> [Stated goal 1] According to the streaming platform text, roughly how many Dataflow jobs are run?

> [Text]
In this blog series, Talat Uyarer (Senior Principal Engineer), Rishabh Kedia (Principal Engineer), and David He (Engineering Director) will describe how we built a self-managed streaming platform and our learnings. In part I, we describe how we built a large-scale self-managed streaming infrastructure and services based on Flink, by migrating from a cloud-managed streaming service, and the learnings for operational scalability and observability, performance, and cost effectiveness. We summarize useful techniques and experience in our journey.

In Part 2, we will give a deeper description of our core building blocks of streaming infrastructure, such as autoscaler. We will also give more details on our heavy customization, so that we can build a high-performance and large-scale streaming system, along with the learnings of solving challenging problems.

Why Self-Managed Streaming Infrastructure Matters

In the past several years, we have built a large-scale data platform on GCP. We used GCP Dataflow as a managed streaming service including the streaming engine running our application Apache Beam codes, and observability and tools such as Cloud Logging and Cloud Monitoring, more details can be referenced to [1]. The system can handle 15 millions of events per second, 1 trillion events daily, at 4 petabytes of data volume daily. We run ~30,000 Dataflow jobs, each job can have 1 or hundreds of workers depending on customer’s event throughputs. We support various applications using different endpoints: BigQuery data store, HTTPs based external SIEMs or internal endpoints, Syslog based SIEMs, GCS endpoints. Our customers and products rely on this data platform to handle cybersecurity postures and reactions. Our streaming infrastructure is highly flexible to add/update/delete a use case through a streaming job subscription.

As an example of the use cases, a customer wants to ingest log events from a Firewall device into the data lake buffered in Kafka topics, and a streaming job is subscribed to extract/filter, transform data format, and do streaming insert to our BigQuery data warehouse endpoint in real-time, so that the customer through our visualization/dashboard products can view traffics or threads captured by this Firewall. This diagram illustrates the event producer and use case subscription workflow, and key components of the streaming platform:

Fig 1_Build-Scalable-Self-Managed-Streaming-Infrastructure_palo-alto-networks.png

This managed Dataflow based streaming infrastructure runs fine, but with some caveats:

Cost is high as it is a managed service. For the same resources used in a Dataflow application, such as vCPU and memory, the cost is much more expensive than using an open source streaming engine such as Flink running the same Beam application code.
Not easy to extend features, such as autoscaling based on different applications, endpoints, or different parameters within one same application, so that we can achieve our goals of latency of SLA.
Runs only on GCP.

Another important factor for wanting to use a self-managed service is the uniqueness of PANW’s streaming use cases. We support multi-tenancy. A tenant (a customer) can ingest data at a very high rate (>100k requests per seconds), or very low rate (< 100 requests per second). A Dataflow job runs on VMs instead of Kubernates, requiring a minimal one vCPU core. With a small tenant, this is just wasting resources. Our streaming infrastructure supports thousands of jobs, the CPU utilization will be more efficient if we do not have to use one core for a job. It is natural for us to use a streaming engine, running on Kubernetes, so that we can allocate minimal resources for a small tenant, for example, using a GKE POD with ½ or less vCPU core.

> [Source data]
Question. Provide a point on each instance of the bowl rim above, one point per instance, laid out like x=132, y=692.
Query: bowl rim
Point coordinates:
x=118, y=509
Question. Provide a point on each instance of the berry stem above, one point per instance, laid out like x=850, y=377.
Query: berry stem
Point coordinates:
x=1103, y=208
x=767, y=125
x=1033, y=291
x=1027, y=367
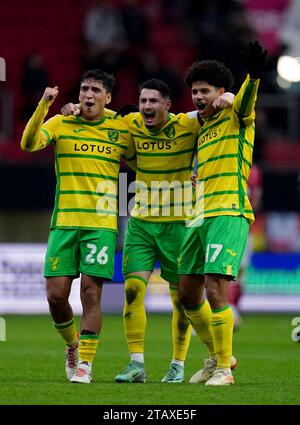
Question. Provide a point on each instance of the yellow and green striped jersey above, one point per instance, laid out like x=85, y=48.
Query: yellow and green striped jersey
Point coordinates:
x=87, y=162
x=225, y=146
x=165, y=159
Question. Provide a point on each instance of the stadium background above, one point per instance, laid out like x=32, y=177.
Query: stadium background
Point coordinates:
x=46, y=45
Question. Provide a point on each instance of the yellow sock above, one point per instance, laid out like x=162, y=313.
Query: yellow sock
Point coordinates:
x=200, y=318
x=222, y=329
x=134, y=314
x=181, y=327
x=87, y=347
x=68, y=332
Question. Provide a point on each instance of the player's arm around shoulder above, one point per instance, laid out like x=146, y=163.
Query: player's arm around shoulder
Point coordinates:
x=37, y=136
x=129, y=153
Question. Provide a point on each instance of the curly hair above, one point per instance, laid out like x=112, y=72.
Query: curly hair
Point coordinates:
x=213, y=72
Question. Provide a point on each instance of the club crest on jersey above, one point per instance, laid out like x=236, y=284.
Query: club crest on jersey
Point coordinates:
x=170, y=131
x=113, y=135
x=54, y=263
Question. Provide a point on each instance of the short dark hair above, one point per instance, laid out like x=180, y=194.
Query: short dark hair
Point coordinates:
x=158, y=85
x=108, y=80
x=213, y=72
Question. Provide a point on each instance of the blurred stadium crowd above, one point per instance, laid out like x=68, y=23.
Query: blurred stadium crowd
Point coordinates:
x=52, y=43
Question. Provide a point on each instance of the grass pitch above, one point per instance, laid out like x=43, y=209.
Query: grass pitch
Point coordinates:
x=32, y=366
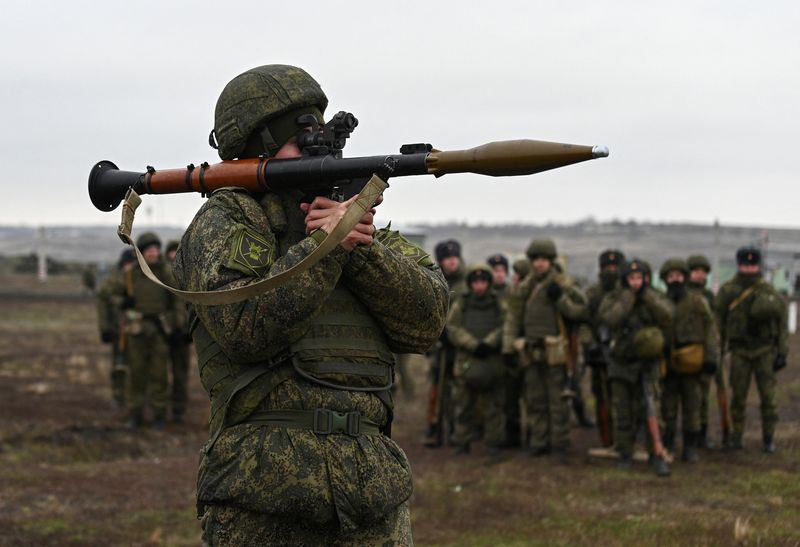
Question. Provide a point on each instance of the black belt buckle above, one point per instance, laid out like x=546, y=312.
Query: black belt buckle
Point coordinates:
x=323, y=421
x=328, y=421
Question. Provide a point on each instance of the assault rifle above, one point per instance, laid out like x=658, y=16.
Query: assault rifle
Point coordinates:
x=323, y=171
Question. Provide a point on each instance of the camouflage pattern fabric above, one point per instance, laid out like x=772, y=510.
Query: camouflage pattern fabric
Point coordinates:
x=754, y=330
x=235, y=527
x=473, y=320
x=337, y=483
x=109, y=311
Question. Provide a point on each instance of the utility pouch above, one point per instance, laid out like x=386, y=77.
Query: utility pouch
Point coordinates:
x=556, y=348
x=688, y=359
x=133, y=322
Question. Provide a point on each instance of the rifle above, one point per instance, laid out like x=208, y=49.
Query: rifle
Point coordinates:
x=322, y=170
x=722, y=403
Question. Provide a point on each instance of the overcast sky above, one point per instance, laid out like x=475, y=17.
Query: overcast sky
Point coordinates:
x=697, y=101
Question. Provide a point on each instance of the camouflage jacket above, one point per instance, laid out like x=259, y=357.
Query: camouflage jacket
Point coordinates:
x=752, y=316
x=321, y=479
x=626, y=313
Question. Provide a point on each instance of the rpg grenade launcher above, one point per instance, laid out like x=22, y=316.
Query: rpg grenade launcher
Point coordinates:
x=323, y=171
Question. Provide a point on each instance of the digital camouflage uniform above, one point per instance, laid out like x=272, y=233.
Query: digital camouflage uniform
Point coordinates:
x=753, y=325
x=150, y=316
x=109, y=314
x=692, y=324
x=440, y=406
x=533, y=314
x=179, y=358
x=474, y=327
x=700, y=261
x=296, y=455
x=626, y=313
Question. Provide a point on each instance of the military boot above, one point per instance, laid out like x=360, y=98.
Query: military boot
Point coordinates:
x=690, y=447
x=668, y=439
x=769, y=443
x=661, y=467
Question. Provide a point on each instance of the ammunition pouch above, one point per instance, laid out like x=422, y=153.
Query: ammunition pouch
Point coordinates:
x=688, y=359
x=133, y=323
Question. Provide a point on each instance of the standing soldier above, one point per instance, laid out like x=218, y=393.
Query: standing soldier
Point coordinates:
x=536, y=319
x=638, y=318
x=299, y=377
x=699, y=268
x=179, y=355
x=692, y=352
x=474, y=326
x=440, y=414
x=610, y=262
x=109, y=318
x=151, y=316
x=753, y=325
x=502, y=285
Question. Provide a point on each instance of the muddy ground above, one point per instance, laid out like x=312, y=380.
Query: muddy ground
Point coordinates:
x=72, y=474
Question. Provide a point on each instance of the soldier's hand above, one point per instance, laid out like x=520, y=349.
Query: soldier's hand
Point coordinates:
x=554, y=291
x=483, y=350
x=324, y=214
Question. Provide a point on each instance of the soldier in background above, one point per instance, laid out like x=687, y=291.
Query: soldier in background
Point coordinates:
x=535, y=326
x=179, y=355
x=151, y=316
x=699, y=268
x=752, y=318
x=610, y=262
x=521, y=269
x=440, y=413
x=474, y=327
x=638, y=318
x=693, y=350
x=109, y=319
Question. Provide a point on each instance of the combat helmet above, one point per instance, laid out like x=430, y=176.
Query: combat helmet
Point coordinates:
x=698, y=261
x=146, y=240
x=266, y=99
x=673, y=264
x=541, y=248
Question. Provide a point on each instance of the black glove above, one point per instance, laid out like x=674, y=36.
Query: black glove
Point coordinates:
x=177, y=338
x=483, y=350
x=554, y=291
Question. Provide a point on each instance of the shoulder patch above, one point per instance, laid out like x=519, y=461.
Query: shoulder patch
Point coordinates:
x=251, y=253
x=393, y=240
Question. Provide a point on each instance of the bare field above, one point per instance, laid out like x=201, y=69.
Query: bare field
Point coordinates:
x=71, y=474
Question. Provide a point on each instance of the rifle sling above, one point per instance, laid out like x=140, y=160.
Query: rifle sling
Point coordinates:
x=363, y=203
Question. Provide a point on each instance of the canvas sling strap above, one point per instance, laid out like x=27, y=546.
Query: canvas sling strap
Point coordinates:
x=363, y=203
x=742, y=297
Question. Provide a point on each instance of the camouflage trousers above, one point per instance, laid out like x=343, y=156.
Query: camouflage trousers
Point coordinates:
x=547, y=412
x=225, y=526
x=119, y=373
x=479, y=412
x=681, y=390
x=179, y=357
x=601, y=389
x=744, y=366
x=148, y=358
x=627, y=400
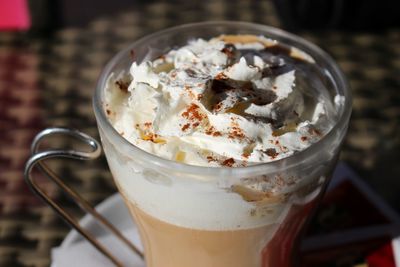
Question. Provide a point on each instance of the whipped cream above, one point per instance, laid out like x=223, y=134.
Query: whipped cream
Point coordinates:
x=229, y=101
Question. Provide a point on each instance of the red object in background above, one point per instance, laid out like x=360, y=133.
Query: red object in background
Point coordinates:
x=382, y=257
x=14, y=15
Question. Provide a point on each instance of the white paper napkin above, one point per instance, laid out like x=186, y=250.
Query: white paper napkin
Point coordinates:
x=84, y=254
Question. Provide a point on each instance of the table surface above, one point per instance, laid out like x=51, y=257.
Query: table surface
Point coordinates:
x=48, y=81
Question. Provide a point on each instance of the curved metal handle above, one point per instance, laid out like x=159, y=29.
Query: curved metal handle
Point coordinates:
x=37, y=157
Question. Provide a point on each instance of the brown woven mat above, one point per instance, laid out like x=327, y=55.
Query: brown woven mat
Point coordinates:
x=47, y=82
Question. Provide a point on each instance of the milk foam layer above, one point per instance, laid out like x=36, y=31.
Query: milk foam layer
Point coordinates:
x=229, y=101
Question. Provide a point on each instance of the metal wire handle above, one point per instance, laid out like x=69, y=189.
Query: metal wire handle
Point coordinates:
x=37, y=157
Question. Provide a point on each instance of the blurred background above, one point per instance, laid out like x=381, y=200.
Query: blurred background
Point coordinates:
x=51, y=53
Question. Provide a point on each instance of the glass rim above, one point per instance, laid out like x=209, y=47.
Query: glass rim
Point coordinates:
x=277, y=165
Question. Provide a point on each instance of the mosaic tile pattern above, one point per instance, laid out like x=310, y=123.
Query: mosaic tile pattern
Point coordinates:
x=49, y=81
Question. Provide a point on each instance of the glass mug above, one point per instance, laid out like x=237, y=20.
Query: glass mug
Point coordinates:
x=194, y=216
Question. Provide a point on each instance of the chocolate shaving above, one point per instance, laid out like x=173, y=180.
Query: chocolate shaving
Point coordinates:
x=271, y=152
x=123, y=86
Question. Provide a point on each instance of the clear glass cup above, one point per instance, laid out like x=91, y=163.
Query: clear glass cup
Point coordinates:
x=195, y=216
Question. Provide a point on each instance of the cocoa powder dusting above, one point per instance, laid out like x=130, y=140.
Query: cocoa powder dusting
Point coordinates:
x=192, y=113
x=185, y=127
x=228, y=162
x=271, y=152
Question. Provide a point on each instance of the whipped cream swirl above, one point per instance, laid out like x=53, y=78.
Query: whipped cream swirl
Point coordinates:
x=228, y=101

> [Stated goal 2] Transcribe the source data records from their first line through the line that contains "x=165, y=159", inclusive, and leave out the pictures.

> [Correct result 1] About 30,000 Dataflow jobs.

> [Correct result 2]
Question. Provide a point on each instance of the bowl rim above, one point per instance, laid out like x=132, y=692.
Query: bowl rim
Point coordinates:
x=118, y=509
Question. Provide a point on each instance of the berry stem above, one point per instance, laid out like x=850, y=377.
Query: berry stem
Point coordinates:
x=1103, y=208
x=767, y=125
x=1033, y=291
x=1027, y=367
Question. Provide a point on each instance of the yellow and green striped jersey above, one point per instance, laid out like x=85, y=48.
Query: yellow and green striped jersey
Point coordinates:
x=87, y=162
x=225, y=146
x=165, y=159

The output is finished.